# To do
(a) In the passage on Thelema, what does the writer say the Thelemite philosophy requires in order to work?
(b) List the three things whose nature, according to the passage on Thelema, probably takes a lifetime of deep thought and meditation to discern.
[Start of Document passage]
There is nothing inherently satanic about Thelema or Crowley, unless your POV is doggedly Christian. In essence it is based on the notion that if you find and follow your proper path in life all will be well. Its more elaborate than that, of course. There are claims that it has a deep foundation, but I suspect that is BS and it is no more than a flash expansion of Mills' proposition about liberty. At the time that would be a fresh and radical idea. The essential problem, for me, is that for the Thelemite philosophy to work it requires a very deep level of self-awareness. Take part of the Thelemite creed that says "Love is the Law, Love under Will." WTF does that really mean? You can decide it means what you say it means, which is what most adherents seem to do - in which case it is no more than a license to do pretty much as you please (this is the same problem the Wiccan creed has). This why I suspect Crowley appeals to power hungry psychopaths and other arseholes (assholes to Americans) who love wealth and influence.

In reality, discerning the nature of Love, Law and Will is probably a life time of deep thought and meditation - before you figure you can act in the confident knowledge that you understand the creed. That is not something you will find any Thelemite into.
 
Take part of the Thelemite creed that says "Love is the Law, Love under Will." WTF does that really mean? You can decide it means what you say it means, which is what most adherents seem to do - in which case it is no more than a license to do pretty much as you please (this is the same problem the Wiccan creed has).

The whole thing about Crowley being a "bad person" I get. He wouldn't be my first choice for someone to hang around with. Plus, I'd be skeezed out by him for any number of increasingly less PC reasons. Nonetheless, I don't fully get the allergic reaction to him around here. The guy ultimately championed a robust non-materialist worldview that he celebrated as being capable of liberating himself and others from the snares of both materialist and consumerist streams in our world - streams that are still very much large and in charge today. I'm not a Thelemite and have no affiliation to any Crowleyan lodge, etc., but I do own a book or two of his.
[End of Document passage]
[Start of Dataset extract]
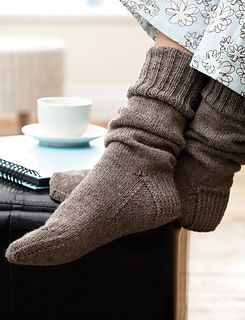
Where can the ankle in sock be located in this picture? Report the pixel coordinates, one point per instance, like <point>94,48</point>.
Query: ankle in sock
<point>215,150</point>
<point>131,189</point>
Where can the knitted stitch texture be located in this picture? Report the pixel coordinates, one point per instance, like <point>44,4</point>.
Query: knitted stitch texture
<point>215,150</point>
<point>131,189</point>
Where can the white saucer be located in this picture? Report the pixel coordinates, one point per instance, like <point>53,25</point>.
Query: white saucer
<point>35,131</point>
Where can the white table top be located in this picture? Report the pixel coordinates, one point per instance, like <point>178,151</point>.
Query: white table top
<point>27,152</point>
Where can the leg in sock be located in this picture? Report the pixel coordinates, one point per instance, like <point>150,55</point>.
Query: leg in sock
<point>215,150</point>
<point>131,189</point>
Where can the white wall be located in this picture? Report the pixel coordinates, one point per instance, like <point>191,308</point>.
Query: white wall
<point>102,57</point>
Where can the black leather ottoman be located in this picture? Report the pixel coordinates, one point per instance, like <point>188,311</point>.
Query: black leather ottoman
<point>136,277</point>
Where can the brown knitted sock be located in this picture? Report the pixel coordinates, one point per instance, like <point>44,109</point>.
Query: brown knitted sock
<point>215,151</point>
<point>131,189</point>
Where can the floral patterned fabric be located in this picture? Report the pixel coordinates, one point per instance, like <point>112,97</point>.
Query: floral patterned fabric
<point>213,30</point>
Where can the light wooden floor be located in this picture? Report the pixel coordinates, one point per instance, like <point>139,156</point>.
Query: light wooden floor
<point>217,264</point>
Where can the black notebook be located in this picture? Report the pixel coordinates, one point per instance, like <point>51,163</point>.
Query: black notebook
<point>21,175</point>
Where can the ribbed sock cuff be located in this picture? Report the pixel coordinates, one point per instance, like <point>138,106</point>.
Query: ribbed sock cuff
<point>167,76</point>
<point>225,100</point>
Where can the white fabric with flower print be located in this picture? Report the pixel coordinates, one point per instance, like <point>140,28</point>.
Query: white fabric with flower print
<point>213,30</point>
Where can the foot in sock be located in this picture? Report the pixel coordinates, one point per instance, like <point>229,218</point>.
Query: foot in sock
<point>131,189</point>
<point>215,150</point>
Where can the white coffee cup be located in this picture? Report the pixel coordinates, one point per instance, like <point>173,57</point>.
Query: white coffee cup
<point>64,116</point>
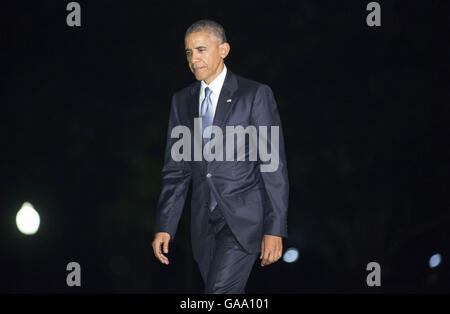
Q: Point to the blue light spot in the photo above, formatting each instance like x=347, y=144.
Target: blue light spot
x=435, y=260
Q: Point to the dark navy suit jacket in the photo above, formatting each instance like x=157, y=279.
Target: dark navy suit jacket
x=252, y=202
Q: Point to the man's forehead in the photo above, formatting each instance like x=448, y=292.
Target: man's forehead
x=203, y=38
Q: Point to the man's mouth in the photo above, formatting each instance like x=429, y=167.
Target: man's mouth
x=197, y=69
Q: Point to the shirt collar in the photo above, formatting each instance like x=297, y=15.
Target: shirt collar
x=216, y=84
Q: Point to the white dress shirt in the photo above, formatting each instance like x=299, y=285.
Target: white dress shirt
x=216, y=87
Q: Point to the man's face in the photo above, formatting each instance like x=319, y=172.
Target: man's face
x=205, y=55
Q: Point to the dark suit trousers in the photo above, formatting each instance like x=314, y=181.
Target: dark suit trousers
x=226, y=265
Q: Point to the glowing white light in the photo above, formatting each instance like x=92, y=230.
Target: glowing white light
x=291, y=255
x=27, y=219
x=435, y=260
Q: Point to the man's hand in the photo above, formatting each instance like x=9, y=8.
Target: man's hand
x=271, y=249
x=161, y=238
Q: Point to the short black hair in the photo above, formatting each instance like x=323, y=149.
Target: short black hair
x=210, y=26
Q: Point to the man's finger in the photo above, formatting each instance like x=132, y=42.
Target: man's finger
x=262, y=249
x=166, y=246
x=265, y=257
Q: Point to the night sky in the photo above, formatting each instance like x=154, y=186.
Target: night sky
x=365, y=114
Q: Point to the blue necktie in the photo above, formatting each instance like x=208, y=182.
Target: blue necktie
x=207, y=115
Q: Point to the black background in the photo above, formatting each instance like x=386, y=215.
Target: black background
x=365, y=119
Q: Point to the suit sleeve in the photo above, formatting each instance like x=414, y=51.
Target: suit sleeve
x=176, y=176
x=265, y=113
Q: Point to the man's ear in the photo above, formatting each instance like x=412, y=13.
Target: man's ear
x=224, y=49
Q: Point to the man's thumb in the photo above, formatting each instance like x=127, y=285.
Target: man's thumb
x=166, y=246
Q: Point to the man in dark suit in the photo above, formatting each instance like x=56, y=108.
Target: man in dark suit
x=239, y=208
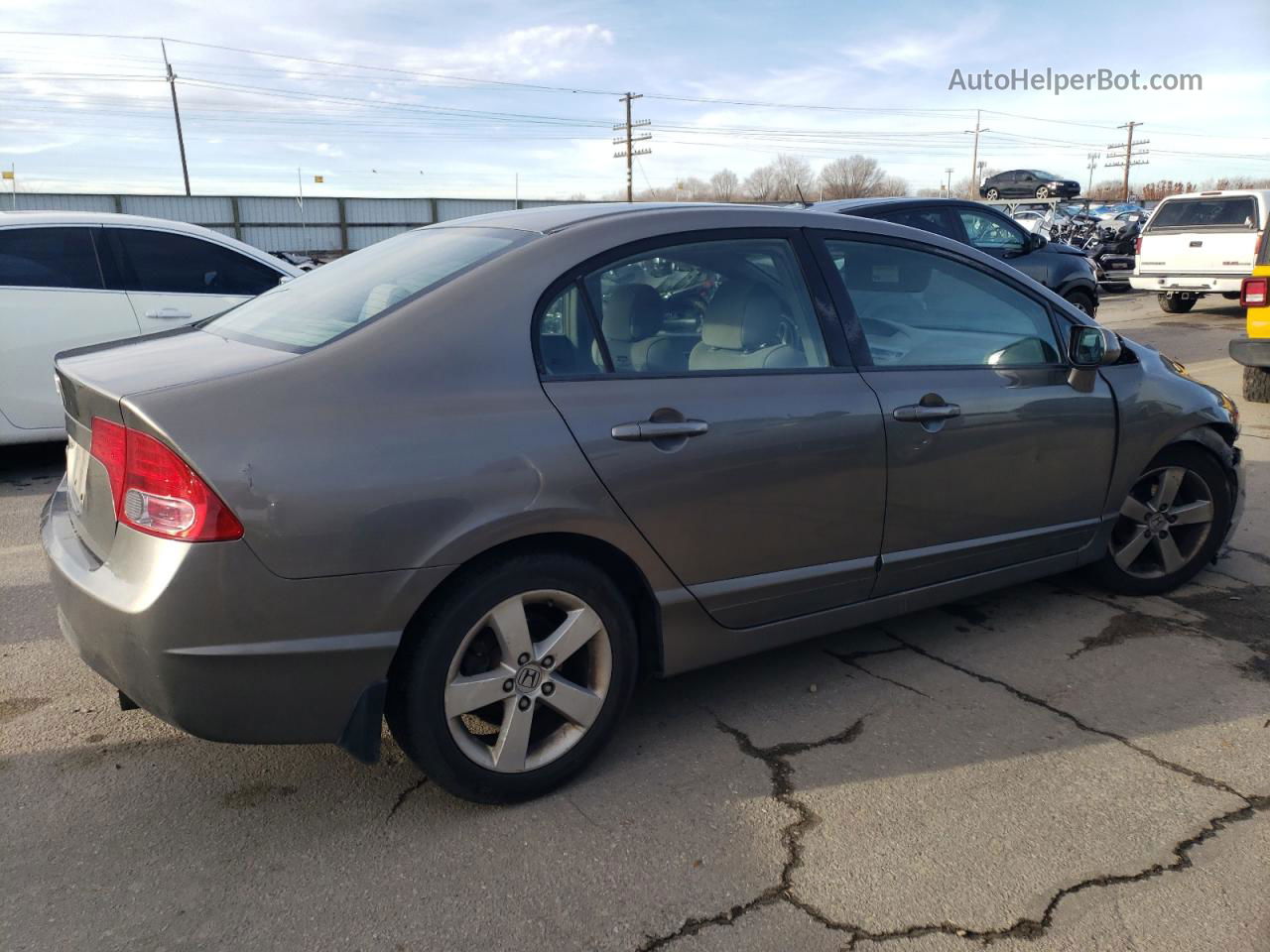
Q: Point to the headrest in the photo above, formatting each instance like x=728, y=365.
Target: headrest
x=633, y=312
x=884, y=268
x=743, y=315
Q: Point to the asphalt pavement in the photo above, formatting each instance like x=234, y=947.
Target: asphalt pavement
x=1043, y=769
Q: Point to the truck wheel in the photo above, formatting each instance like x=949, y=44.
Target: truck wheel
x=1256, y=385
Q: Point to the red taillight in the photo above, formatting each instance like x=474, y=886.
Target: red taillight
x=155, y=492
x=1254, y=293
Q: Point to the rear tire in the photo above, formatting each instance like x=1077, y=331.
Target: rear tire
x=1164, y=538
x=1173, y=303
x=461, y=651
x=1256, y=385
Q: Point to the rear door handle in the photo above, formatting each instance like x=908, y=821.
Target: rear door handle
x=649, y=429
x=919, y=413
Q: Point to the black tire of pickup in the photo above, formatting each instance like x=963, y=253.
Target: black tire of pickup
[End of Dataset extract]
# Answers to the tasks
(a) A very deep level of self-awareness.

(b) Love, Law and Will.